■ **Task details**
Restate the records so that not a single word differs.

■ **The input**
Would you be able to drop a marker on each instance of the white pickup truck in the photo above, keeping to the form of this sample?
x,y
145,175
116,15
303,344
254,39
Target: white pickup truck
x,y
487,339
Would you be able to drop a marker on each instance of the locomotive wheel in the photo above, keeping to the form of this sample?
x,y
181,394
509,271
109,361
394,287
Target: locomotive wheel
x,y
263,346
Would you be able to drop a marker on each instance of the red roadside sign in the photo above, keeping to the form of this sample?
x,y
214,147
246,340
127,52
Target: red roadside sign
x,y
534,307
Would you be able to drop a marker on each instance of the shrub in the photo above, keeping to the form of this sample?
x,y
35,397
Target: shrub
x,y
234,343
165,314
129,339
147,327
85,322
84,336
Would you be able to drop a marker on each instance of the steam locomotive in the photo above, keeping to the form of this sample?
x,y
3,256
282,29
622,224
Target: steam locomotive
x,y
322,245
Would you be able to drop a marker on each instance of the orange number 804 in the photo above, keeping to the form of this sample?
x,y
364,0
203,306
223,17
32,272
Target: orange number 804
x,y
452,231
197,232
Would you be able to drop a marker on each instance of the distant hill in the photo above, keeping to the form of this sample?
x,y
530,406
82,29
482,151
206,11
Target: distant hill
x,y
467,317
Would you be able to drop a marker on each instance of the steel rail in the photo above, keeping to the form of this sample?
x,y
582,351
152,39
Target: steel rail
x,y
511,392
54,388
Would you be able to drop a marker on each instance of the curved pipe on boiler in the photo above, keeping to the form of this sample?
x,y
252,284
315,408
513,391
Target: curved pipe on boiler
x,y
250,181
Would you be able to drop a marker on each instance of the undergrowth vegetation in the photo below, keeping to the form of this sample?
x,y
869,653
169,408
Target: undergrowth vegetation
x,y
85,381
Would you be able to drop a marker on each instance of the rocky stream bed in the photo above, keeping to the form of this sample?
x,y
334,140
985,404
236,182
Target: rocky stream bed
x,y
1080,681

■ **Task answer**
Would you be able to drop a marker on each instance of the white pickup truck in the photo above, keeping to the form of this sample?
x,y
145,175
116,15
303,344
254,39
Target: white pickup truck
x,y
487,339
Would you be able to drop a marker on each instance of the locomotive wheel in the photo above, keeping to the form of this sample?
x,y
181,394
509,271
109,361
394,287
Target: locomotive wheel
x,y
263,346
Would you be able to drop a marker on each instance of the red roadside sign in the photo above, keeping to the form of this sample?
x,y
214,147
246,340
127,52
Target: red roadside sign
x,y
534,307
Would you be able to drop a marker on each instance of the shrub in the photo above, keeping to the form of this sample?
x,y
35,397
Target: shrub
x,y
234,343
165,314
129,339
147,327
85,322
84,336
Would you be able to drop a marker on each instance of the steam locomotive in the photo above, keeping to the form of this sample?
x,y
3,256
282,29
622,224
Target: steam locomotive
x,y
322,245
Would you be able to drop a marker on each instance of the orange number 804 in the photo above, keeping to the form of this sample?
x,y
364,0
203,306
223,17
32,272
Target: orange number 804
x,y
452,231
197,232
Would you be able to drop a marker on each instance of the distant hill in the photo above, keeping to the form of this sample?
x,y
530,406
82,29
482,151
206,11
Target: distant hill
x,y
467,317
Would you be able to drop a marker on each instance of the steel rail in the photo above, keeping to the form of this sample?
x,y
582,351
152,39
Target: steel rail
x,y
511,392
54,388
Would you be able to drop a marker on each instance of the curved pipe on boiler in the photo above, keeping to the form of this sample?
x,y
252,284
315,408
513,391
Target: curved pipe on boiler
x,y
250,181
Would you be able to drop a marker on each instance of the undergrowth vegetation in the photo below, keeping to the form of this sample?
x,y
869,653
169,408
Target: undergrowth vegetation
x,y
85,381
Would you be able to drop a marker on each instance of the rocky stream bed in the photo above, keeping to the form of this sample?
x,y
334,140
985,404
236,182
Target: rocky stream bed
x,y
1080,681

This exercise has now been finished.